━━━━━ Data for processing

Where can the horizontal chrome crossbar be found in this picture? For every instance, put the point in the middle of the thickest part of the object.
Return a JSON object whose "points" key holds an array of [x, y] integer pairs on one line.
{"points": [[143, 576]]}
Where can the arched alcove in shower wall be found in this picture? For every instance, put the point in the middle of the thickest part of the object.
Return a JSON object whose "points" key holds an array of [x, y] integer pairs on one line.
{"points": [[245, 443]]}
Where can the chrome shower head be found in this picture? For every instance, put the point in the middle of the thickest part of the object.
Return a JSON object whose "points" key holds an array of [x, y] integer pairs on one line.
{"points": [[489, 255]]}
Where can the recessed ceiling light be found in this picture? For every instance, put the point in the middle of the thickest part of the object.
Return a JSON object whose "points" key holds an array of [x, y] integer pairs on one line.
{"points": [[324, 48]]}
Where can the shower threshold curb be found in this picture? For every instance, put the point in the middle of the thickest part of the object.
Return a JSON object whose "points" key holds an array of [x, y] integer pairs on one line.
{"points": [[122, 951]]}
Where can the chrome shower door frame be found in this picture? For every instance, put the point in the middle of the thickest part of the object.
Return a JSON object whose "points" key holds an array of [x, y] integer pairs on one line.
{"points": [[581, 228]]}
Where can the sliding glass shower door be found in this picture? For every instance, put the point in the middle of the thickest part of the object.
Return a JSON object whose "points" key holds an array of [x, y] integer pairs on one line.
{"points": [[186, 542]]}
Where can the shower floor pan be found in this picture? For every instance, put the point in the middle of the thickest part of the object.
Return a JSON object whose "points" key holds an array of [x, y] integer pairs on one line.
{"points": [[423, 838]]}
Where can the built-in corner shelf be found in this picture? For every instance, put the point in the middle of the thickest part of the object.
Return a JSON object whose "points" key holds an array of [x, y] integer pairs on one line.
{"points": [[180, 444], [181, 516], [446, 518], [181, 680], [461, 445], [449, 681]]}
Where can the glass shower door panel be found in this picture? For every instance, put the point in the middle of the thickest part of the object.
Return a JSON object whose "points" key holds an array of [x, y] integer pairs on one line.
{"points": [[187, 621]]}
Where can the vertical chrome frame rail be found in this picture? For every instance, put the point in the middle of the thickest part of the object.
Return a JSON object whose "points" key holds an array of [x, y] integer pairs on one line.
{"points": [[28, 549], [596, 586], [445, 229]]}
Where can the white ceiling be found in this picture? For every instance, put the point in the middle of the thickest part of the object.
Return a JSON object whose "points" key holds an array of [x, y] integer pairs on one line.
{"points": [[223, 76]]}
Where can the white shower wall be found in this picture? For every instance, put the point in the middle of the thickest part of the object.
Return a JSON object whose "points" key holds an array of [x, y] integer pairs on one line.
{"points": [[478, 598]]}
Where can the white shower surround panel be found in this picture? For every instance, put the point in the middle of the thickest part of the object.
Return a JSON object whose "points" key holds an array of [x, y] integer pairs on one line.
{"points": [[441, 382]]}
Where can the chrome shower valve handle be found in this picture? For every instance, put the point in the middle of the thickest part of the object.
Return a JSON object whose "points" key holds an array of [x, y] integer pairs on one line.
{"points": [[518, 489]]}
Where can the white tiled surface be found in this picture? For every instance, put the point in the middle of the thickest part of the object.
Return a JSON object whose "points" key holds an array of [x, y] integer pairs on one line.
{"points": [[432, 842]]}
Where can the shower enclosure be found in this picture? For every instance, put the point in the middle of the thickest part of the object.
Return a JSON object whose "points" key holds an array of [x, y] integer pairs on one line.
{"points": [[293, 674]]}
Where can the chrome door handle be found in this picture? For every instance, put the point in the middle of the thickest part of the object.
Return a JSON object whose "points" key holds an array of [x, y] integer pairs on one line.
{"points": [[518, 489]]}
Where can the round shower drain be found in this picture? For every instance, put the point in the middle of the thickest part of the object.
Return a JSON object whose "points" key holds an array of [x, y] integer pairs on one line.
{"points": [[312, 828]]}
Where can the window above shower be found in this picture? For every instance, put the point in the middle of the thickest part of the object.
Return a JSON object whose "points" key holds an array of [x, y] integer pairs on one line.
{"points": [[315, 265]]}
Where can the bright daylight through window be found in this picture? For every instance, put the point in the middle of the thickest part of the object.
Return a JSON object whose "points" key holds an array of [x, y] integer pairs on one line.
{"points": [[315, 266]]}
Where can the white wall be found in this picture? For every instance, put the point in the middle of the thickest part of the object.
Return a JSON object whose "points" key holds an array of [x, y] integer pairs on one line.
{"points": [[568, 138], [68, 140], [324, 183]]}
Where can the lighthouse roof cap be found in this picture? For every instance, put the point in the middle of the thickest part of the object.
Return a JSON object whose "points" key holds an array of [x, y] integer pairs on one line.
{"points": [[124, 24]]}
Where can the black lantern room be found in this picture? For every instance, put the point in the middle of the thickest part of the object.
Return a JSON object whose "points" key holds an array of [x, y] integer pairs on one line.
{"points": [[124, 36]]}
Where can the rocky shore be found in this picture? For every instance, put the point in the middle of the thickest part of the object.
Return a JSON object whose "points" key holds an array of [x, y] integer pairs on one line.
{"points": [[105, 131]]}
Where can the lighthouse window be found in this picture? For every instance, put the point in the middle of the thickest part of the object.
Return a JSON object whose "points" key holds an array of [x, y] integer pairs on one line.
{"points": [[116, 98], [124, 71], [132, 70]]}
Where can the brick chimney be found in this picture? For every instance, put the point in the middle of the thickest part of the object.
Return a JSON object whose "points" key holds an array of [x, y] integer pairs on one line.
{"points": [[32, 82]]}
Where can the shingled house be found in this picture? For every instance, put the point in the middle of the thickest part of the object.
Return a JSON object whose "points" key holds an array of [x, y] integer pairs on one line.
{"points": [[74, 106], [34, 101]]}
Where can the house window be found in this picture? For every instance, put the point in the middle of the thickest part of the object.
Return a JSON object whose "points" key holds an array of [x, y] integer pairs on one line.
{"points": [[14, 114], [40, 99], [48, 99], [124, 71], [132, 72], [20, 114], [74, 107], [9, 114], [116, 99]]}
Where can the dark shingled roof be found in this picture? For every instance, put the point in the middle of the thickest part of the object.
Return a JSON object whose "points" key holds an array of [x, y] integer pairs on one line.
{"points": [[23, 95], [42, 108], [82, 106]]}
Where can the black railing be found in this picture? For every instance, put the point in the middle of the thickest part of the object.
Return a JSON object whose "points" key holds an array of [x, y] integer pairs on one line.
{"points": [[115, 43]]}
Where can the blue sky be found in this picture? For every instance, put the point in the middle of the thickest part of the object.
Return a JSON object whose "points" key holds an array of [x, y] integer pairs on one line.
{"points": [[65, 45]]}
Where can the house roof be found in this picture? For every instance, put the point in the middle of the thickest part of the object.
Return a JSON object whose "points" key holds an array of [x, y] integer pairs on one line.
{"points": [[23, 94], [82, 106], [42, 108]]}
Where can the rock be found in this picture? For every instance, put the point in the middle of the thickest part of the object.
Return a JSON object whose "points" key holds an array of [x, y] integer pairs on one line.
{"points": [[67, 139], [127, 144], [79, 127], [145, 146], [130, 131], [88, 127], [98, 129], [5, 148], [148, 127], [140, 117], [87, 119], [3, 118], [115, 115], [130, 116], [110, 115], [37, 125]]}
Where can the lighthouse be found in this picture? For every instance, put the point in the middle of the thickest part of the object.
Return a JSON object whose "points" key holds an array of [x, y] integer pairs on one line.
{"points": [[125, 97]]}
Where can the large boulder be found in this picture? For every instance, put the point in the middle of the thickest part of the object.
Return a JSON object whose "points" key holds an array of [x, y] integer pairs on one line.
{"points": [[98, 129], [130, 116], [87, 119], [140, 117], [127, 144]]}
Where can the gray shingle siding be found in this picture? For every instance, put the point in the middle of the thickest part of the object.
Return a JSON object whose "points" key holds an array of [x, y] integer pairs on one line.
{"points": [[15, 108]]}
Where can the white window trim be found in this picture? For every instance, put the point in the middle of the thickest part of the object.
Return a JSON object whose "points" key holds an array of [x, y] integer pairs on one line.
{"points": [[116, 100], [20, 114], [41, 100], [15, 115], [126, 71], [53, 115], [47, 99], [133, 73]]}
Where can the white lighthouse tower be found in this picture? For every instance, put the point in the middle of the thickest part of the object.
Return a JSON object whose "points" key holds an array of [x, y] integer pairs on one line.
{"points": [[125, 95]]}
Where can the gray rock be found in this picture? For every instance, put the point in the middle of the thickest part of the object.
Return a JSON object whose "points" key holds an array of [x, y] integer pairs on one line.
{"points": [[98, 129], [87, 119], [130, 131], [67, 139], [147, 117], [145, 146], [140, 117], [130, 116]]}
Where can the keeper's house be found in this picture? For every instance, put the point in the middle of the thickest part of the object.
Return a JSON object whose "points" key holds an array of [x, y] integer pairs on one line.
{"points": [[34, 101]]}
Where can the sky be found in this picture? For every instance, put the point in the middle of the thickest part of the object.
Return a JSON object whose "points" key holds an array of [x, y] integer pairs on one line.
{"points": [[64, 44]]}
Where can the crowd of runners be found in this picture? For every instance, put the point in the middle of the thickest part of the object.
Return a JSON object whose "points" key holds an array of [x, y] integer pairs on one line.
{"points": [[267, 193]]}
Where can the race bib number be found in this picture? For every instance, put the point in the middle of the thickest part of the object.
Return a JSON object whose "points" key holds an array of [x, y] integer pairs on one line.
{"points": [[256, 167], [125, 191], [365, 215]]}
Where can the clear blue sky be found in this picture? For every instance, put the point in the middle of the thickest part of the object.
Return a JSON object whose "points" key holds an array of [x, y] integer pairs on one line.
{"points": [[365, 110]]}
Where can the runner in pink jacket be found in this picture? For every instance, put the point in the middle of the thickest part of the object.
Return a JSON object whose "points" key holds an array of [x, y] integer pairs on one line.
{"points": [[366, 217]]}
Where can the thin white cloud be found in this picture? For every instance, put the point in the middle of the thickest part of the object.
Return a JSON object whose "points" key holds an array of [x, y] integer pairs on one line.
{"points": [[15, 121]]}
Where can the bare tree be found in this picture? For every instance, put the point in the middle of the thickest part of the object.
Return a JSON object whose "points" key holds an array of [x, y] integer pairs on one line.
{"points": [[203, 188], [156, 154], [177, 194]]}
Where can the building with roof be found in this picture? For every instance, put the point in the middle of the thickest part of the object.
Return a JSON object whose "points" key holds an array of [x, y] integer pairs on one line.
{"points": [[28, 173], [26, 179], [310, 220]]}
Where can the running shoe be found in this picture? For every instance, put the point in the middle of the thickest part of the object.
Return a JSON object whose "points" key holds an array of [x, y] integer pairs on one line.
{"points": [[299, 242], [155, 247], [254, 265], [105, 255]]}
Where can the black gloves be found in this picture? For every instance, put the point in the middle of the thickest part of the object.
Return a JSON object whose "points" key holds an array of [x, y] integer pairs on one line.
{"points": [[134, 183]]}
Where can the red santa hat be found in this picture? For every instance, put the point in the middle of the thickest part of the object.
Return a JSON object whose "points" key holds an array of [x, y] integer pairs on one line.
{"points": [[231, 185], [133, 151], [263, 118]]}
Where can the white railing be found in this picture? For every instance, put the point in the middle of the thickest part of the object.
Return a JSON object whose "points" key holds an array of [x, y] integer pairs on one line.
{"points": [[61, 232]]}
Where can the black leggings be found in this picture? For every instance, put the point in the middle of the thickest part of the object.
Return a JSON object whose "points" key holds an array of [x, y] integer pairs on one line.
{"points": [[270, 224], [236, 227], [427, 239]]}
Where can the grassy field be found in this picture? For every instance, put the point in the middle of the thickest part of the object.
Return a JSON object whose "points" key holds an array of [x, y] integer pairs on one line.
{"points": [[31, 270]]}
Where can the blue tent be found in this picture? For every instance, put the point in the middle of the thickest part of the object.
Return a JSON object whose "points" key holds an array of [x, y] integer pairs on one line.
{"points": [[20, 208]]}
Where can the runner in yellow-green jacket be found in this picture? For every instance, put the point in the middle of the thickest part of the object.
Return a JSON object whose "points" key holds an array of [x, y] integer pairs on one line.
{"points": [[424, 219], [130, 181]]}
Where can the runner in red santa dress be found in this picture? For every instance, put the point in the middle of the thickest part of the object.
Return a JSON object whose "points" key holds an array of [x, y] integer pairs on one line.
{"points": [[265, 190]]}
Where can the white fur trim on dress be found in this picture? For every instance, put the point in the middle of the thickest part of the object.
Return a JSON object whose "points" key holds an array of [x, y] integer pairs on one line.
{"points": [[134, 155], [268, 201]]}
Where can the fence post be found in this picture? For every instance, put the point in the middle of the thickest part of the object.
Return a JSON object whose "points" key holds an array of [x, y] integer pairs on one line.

━━━━━━━━━━

**Problem to solve:**
Reproduce, exactly and with nothing added, the lines from the one that includes "Where can the grassy" through the last line of the material.

**Right answer:**
Where can the grassy field be found in this picture? For every instance, put the point in the middle of the thickest part of the object.
Return a JSON object whose "points" key holds an array of [x, y] integer pairs on one line.
{"points": [[31, 270]]}
Where can the blue tent be found in this picture? For every instance, put the point in the middle of the thickest part of the object.
Return a JSON object whose "points" key holds an array of [x, y] integer pairs on one line.
{"points": [[20, 208]]}
Where can the runner in yellow-green jacket be found in this picture? For every instance, put the point in the middle of the thickest part of the object.
Return a JSON object whose "points" key holds an array of [x, y] integer pairs on one line.
{"points": [[424, 219], [130, 181]]}
Where can the runner in red santa dress be found in this picture? For every instance, put the point in the middle of the thickest part of the object.
Return a JSON object whose "points" key holds an array of [x, y] integer pairs on one line.
{"points": [[265, 190]]}
Where can the white fur trim on dress be found in this picture? For every instance, put the point in the middle of the thickest part of the object.
Return a JSON object whose "points" key holds an array of [x, y] integer pairs on one line.
{"points": [[134, 155], [268, 201]]}
Where can the fence post be found in this picture? For every instance, put the point in the middle of the thickest part of the object.
Return a JSON object whose "points" key holds an array of [x, y] integer pairs on one line.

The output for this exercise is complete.